━━━━━ Entries provided

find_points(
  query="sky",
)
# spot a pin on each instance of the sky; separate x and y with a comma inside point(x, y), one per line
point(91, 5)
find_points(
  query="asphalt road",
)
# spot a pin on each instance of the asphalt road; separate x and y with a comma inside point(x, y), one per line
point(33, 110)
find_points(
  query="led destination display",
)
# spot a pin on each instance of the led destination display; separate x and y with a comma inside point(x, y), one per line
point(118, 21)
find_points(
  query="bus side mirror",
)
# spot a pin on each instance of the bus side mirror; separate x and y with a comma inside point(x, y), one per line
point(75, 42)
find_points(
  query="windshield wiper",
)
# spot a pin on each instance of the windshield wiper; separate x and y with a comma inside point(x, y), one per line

━━━━━━━━━━

• [Goal of the exercise]: Each line of the listing should be copied exactly.

• [Response to the task]:
find_points(
  query="sky",
)
# spot a pin on each instance of the sky; separate x and y with a comma inside point(x, y), one per line
point(91, 5)
find_points(
  query="asphalt road",
)
# spot a pin on each instance of the asphalt road; separate x and y with a comma inside point(x, y), one per line
point(33, 110)
find_points(
  query="led destination display",
)
# spot a pin on each instance of the led destination display; separate x and y with a comma inside point(x, y), one per line
point(118, 21)
find_points(
  query="bus side mirror",
)
# spot a pin on each instance of the bus side mirror; separate x and y with a comma inside point(x, y), one per line
point(75, 42)
find_points(
  query="windshield wiper",
)
# spot a pin on each instance of the windshield wiper; separate x and y with a comma inside point(x, y), one per line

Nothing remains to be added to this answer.